§ **ASSIGNED TASK**
Copy out each line of the data that contains "trailer".

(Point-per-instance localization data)
===

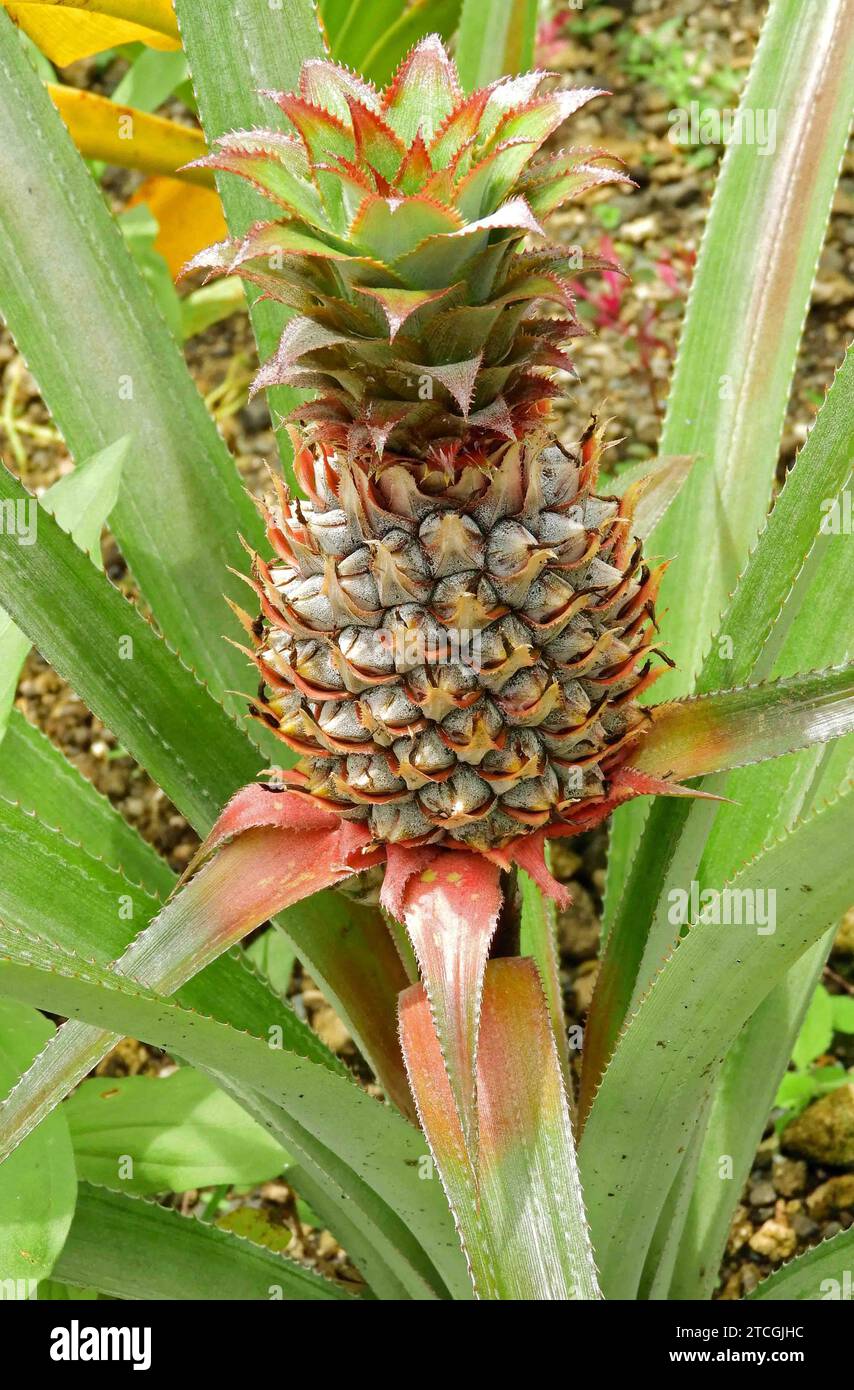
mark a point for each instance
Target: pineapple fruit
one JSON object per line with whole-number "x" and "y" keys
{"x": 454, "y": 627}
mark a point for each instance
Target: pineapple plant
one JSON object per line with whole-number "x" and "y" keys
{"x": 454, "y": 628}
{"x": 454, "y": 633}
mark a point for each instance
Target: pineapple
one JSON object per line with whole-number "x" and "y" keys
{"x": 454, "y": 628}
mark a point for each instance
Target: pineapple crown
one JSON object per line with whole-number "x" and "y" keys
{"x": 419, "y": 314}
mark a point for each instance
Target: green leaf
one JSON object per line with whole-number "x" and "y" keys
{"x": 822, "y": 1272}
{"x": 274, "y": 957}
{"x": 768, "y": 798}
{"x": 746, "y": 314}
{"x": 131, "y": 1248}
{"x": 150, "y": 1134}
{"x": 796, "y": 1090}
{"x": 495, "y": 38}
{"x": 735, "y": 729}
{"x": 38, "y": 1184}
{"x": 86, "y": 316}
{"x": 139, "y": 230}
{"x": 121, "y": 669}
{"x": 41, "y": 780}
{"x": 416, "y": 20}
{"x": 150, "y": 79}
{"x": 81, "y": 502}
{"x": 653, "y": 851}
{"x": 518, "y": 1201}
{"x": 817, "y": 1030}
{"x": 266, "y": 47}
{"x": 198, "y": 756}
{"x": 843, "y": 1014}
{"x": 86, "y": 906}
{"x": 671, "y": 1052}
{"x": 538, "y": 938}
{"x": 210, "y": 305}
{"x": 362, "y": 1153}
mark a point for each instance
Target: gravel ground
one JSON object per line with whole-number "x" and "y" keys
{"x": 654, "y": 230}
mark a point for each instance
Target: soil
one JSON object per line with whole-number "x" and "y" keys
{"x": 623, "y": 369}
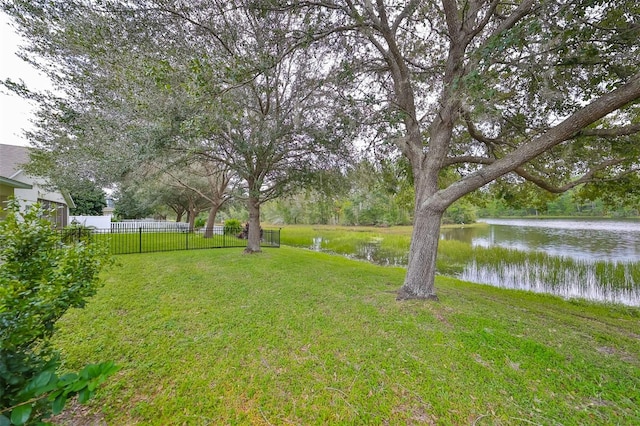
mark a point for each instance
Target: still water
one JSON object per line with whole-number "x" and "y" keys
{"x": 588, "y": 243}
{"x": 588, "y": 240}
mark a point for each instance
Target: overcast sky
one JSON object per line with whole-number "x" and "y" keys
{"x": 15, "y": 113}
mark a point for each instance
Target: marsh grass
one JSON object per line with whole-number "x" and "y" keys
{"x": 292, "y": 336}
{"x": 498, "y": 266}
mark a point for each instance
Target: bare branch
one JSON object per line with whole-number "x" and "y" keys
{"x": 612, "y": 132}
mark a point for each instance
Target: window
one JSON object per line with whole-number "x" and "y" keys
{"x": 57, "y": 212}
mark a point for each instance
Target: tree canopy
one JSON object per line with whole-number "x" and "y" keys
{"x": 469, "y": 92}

===

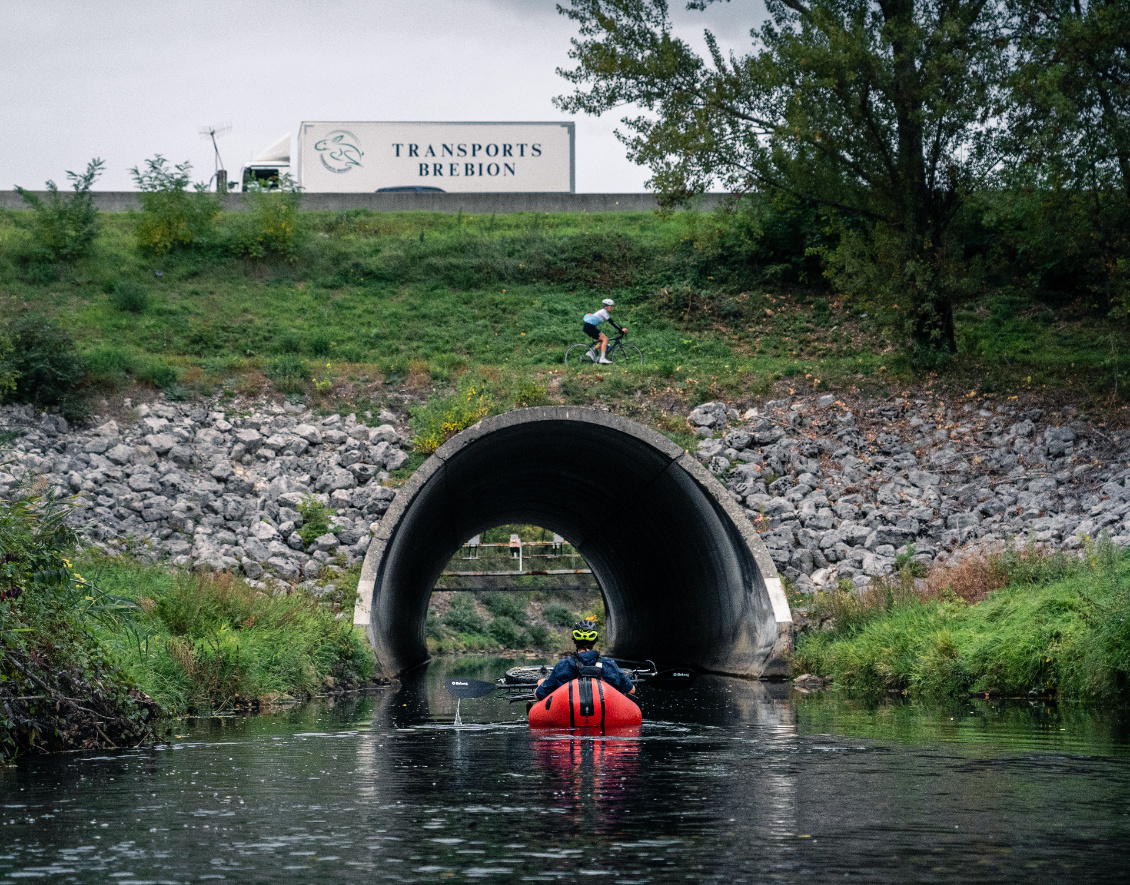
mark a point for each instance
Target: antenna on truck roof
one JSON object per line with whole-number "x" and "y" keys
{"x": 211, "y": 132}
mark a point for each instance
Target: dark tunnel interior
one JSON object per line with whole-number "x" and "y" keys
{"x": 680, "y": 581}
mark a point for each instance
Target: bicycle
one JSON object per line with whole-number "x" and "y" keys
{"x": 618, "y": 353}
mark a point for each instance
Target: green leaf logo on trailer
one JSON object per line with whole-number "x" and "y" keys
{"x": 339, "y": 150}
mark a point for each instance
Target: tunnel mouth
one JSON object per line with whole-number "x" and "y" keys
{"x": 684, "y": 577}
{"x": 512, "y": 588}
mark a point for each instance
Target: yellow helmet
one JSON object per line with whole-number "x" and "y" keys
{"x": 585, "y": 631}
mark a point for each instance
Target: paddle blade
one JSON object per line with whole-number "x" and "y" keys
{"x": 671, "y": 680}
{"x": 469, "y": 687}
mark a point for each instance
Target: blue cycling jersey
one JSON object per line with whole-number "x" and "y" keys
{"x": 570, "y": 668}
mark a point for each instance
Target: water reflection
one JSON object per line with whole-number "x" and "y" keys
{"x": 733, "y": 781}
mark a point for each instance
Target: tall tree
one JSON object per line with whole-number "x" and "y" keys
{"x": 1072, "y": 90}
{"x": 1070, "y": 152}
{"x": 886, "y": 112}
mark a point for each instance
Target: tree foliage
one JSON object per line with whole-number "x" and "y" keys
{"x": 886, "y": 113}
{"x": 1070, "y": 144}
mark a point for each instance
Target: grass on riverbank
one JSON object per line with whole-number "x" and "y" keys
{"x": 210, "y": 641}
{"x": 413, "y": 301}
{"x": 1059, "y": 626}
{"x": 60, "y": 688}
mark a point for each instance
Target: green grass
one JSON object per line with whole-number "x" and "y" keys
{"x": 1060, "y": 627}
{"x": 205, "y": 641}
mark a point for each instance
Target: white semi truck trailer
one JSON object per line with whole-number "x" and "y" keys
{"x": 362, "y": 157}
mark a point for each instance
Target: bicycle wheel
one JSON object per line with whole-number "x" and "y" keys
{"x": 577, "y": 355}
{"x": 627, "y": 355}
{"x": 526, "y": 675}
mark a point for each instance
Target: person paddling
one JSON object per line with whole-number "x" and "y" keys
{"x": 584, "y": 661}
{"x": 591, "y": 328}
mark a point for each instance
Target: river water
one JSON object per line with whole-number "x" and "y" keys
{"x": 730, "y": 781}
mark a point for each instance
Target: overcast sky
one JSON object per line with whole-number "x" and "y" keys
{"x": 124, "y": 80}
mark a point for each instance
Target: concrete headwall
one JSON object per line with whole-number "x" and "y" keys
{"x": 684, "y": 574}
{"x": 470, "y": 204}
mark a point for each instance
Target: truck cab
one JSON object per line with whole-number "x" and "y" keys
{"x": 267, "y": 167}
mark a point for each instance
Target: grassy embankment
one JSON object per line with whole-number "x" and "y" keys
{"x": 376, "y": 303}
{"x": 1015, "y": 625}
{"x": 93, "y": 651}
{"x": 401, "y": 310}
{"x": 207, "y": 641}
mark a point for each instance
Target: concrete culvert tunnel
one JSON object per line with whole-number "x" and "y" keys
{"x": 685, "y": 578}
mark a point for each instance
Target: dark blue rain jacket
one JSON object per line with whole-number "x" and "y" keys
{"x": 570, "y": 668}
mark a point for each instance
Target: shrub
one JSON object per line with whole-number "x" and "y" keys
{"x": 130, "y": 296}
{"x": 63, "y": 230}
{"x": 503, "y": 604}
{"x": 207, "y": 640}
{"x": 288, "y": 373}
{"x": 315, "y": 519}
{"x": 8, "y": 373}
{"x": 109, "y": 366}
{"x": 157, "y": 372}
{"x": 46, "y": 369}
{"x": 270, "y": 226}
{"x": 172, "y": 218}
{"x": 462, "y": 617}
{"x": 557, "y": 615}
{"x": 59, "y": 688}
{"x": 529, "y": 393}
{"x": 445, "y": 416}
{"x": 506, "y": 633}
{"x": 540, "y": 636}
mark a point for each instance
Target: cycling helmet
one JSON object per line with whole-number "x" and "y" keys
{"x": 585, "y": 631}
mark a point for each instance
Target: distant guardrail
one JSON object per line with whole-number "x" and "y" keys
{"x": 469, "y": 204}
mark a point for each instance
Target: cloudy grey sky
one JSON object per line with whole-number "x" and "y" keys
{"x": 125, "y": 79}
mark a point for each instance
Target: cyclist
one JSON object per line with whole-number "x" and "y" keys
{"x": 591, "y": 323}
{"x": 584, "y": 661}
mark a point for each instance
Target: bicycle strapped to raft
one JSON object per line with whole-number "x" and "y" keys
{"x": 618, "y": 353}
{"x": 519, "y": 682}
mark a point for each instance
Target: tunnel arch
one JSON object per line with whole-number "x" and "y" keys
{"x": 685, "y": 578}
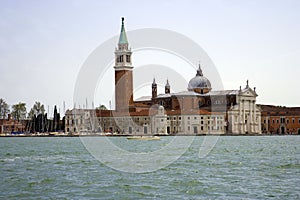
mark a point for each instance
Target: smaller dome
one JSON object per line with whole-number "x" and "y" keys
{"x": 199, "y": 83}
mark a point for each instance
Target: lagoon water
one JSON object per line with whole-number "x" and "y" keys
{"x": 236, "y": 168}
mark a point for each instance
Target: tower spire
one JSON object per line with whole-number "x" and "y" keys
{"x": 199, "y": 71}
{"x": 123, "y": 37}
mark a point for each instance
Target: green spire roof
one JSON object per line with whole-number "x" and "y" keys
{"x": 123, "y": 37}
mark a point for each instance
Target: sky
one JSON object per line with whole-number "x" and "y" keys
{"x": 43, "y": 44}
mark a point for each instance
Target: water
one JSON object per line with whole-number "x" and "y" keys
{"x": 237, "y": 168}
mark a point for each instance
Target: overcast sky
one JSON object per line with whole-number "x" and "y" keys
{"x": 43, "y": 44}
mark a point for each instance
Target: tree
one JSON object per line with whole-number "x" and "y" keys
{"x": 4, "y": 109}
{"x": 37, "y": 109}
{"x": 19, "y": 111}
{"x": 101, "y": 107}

===

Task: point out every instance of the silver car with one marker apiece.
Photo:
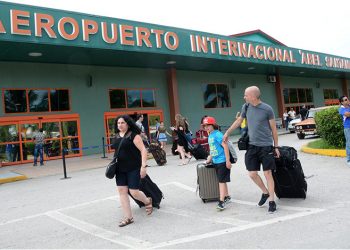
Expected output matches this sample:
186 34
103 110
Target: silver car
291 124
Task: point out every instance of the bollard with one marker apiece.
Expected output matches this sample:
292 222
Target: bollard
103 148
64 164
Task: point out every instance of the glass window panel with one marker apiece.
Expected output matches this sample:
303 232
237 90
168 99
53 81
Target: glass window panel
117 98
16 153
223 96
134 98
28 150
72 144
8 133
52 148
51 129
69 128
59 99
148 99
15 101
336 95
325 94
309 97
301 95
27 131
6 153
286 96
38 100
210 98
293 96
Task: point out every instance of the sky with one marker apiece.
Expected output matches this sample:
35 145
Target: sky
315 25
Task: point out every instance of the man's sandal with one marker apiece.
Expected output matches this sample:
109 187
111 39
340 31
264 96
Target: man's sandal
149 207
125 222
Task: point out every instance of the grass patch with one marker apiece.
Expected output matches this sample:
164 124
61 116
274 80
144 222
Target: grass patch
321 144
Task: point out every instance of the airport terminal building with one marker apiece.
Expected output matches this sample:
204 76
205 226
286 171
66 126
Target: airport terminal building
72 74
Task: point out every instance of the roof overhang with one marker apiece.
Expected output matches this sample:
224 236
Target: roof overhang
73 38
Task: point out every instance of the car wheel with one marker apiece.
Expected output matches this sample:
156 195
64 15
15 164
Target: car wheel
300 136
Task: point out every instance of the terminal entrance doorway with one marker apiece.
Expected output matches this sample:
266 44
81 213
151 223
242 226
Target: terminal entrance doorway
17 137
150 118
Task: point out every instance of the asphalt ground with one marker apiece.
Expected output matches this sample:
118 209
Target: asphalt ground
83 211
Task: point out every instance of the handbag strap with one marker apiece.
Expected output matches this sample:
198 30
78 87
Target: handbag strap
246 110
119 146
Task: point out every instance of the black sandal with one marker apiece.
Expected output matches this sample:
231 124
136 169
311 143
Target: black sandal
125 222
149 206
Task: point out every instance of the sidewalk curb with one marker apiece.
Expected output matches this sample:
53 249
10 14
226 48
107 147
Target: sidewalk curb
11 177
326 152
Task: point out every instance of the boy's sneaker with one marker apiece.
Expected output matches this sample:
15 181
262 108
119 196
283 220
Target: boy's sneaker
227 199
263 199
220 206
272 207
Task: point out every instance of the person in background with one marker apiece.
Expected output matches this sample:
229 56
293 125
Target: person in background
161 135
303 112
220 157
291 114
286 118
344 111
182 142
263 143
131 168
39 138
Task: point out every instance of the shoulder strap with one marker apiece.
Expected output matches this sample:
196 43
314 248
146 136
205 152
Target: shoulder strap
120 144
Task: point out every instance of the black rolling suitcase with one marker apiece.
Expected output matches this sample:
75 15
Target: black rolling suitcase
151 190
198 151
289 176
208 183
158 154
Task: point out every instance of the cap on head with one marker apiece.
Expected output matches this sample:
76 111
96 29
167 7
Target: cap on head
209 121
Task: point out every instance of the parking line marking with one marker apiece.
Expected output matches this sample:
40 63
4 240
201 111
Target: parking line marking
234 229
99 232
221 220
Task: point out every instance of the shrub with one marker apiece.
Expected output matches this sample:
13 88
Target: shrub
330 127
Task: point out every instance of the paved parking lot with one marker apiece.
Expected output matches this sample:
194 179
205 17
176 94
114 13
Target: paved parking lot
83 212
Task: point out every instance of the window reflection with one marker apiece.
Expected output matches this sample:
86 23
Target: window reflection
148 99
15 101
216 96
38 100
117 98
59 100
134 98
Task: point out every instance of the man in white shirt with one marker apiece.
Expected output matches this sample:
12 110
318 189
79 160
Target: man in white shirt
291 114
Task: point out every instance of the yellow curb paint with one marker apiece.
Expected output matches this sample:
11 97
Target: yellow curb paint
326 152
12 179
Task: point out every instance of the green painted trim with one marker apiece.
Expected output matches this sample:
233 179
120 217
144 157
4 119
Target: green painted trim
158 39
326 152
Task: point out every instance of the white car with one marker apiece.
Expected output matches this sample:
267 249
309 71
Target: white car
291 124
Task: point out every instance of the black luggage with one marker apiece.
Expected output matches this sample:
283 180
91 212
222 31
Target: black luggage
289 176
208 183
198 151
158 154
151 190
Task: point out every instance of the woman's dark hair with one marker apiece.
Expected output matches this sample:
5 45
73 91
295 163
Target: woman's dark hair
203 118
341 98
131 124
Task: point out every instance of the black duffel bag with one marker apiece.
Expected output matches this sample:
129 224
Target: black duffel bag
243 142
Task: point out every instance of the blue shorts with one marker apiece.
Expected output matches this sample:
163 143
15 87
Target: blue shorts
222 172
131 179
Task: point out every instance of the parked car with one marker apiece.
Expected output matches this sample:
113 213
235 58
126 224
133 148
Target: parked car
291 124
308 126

===

§ **OUTPUT**
Target: green leaf logo on trailer
Target: white semi truck trailer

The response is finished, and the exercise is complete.